■ SET OF TASKS:
[a] Answer these questions using the profile of Sanchez below. Mark each answer (i), (ii) or (iii) to match its question.
(i) At which art school did Sanchez begin studying curatorial studies in London in 2016?
(ii) What was the name of the gallery space Sanchez ran out of her bedroom in England?
(iii) Who founded and directs Entrance Gallery?
[b] Decide whether each statement below agrees with the profile of Sanchez that follows. For each one, answer yes or no, mark it (i), (ii) or (iii), and quote the words from the profile that decide it.
(i) Sanchez had cancer as a child.
(ii) Sanchez's visa process in France succeeded.
(iii) Visitors could enter Daisy's Room without an appointment.

■ GIVEN TEXT:

──────────────────────────────

In 2016, Sanchez shipped off to London to study curatorial studies at prestigious art school Central Saint Martins. The decision was in part practical: university in the U.K. was cheaper and only took three years. And because she attended in the years following Brexit, the dollar-pound conversion rate was decidedly in her favor. That didn’t stop Sanchez was continuing the cycle of gigs and internships while at school, landing a job at Soft Opening Gallery in London.
“I was a bad student, mostly because I was working. They had no attendance policy,” she said.
Sanchez worked gigs in the art and fashion scene that begot more better gigs, like helping luxury fashion house Balenciaga arrange collaborations with artists. She put a pause on school to pursue the opportunity in Paris until it became clear that her visa process in France would fail.
“In order to hire someone who’s international full time, the company has to prove that there’s no one in the EU who’s more qualified,” she said. “I was 20 and I didn’t have a degree. So it’s hard to be like ‘Yeah, this is the most qualified person for this job.’”
Sanchez returned to Central Saint Martins, but it wasn’t long until COVID-19 hit. The pandemic, and the ensuing lockdown, stretched Sanchez’s preciously built support system thin. Sanchez had suffered from cancer as a child, leaving her immunocompromised. The odd jobs that had long kept her afloat were no longer viable. Meanwhile, her mother had moved out of the country, which meant that once her student visa expired, she didn’t have a home in the US to return to. She briefly attended another storied U.K. art landmark, the Courtauld Institute, to extend her visa, but she eventually, in her word, “flunked out.” The stress of her situation made it too difficult to focus on her schooling.
In the midst of this dark period, she did what only she could do. Sanchez began curating shows out of her bedroom in England, sparked by an artist friend who needed a gallery show on her resume to boost her own immigration application.
By appointment only, the newly inaugurated gallery space Daisy’s Room would end up hosting artists like Brie Moreno, Inez Valentine (whose works Music, Dance, Nicole (2022) and Pushkin, (2022) were included in Trivial Pursuit), and Gal Schindler.
“We put my mattress in the living room,” she said. “My flatmates helped me hang the works in my tiny room.”
Louis Shannon, founder and director of Entrance Gallery took notice and they began a relationship that would result in Trivial Pursuit.
“The idea for the show partly came from thinking about what is trivialized by the contemporary art market, like video, photography, works on paper, which are not conferred nearly the same kind of esteem or market valuation as a painting,” said Sanchez. “This is partially due to archival conundrums and issues of sole ownership … but what it comes down to is it’s much more difficult to make a living as an artist working in a trivialized medium.”

──────────────────────────────

■ STUDY MATERIAL:
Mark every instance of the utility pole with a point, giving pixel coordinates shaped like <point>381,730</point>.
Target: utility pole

──────────────────────────────

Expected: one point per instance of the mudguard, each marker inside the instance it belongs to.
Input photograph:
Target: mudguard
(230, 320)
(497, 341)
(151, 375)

──────────────────────────────

■ TASK SOLUTIONS:
[a]
(i) Central Saint Martins
(ii) Daisy's Room
(iii) Louis Shannon

[b]
(i) Yes. "Sanchez had suffered from cancer as a child, leaving her immunocompromised."
(ii) No. "until it became clear that her visa process in France would fail"
(iii) No. "By appointment only"